Girlfriends, there are two things that I usually don't discuss - until now: Religion and Politics.
'Why so?' you may ask? I'll share my top four reasons (for starters) below.
The Political Is Personal, Too!
Politics and religion are two subject matters that I believe people should have 100% autonomy in choosing and deciding on for themselves because while the 'the personal is political' - 'the political is personal too'. According to Britannica (2024):
'The personal is political, is a political slogan expressing a common belief among feminists that the personal experiences of women are rooted in their political situation and gender inequality. Although the origin of the phrase “the personal is political” is uncertain, it became popular following the publication in 1970 of an essay of the same name by American feminist Carol Hanisch, who argued that many personal experiences (particularly those of women) can be traced to one’s location within a system of power relationships.'
This ideology, I have often referenced in my work with domestic and sexual violence prevention and systems advocacy, as it highlights the importance of addressing the ways in which personal experiences are impacted by political status, policy and quite frankly: patriarchy. What it does not highlight, however, is that even amidst the complexities and dualities of politics - whom we choose to vote for and why we vote for them dwindles down to a personal decision that is impacted by our experiences, beliefs and core values. One of those core values for me, is that of autonomy.
Autonomy Is the Root of All Freedom!
According to Merriam-Webster (2024), autonomy is 'self-directing freedom and especially moral independence' . According to me, autonomy is best described by this crass yet rather accurate quote that a girlfriend shared with me that says: 'I like to refer to myself as a free spirit because it sounds classier than 'out of fuc*$ng control!' LOL. But seriously, how does this relate to autonomy and freedom? Well, if I'm not free to make decisions in my life, for my life then what exactly am I doing with my life? Having autonomy over our minds, bodies and souls can be viewed as 'out of control' by systems that are created to oppress or 'maintain order' but indeed, it is the root of all freedom - including the right to determine one's channel to spirituality and one's right to vote. For this reason, I have always minimized my political voice. It is also for the same reason, however, that I choose to amplify it now - with the intention of garnering support for women in politics and the purpose of offering the spirit of Girlfriendism as a new approach to engagement.

Dataset excerpt:
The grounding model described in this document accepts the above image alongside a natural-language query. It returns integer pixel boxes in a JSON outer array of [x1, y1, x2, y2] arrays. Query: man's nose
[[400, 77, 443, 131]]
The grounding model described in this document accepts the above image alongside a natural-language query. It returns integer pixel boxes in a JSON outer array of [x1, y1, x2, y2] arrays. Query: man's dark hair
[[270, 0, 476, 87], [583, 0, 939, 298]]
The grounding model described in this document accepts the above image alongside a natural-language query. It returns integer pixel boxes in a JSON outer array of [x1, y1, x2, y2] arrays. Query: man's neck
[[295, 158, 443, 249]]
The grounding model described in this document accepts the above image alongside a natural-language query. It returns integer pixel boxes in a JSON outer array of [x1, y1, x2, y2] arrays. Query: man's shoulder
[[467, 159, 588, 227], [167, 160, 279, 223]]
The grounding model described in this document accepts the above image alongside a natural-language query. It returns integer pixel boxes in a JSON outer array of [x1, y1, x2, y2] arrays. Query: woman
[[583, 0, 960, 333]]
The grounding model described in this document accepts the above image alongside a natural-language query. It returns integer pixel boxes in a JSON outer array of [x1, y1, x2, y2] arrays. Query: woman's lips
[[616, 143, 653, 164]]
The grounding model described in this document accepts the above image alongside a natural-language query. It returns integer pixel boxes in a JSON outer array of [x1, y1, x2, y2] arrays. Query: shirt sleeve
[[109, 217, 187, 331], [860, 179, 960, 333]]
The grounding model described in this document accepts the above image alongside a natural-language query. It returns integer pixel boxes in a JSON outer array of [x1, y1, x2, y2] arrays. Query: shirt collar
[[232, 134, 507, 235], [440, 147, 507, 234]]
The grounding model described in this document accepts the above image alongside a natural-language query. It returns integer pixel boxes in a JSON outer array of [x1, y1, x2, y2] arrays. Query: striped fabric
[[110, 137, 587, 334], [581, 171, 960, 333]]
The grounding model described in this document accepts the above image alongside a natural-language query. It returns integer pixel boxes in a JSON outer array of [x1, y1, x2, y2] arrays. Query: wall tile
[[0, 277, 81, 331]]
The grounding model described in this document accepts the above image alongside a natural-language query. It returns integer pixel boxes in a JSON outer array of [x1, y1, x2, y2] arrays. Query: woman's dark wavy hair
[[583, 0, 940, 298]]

• Work to complete
Could you continue the post on politics, autonomy and Girlfriendism, picking up after its final sentence?

• Task result
If It Doesn't Unite Us...It Divides Us
The dual concepts of the personal and the political as well as autonomy and collectivism are two concepts that I have been wrestling with for the last two years and it was triggered particularly when I was appointed to serve on the 175th Emancipation Commemoration Committee. To say the least, duality created constant challenges that lead me to reflect on the question of 'How do you want to handle this? How will your decisions reflect on you and impact the people you were appointed to serve?' The reality is - my experience is an editorial by itself so I can't begin to explain the depths of how this experience has impacted my life (but I will one day!).
In short order though, I'll say this much: Nothing is ever what it seems from the outside AND you can be on the inside and still feel like you're on the outside. There were so many proposals for programming, funding and community engagement that I made only to be 'tabled', 'dismissed' or 'minimized' and while I prepared to resign time after time while making the oath to remove myself from 'all things politics', I still remained. Why? For one, I found my tribe of like-minded individuals on the committee and while it felt that we were outnumbered, I realize that too often, communities, families and even friendships are divided because we choose to focus on what we think should be rather than embracing the lessons of 'what is'. 'What is' for me, is that I shared a very different perspective on what our committee's role was and how it required us to engage community and...that's okay.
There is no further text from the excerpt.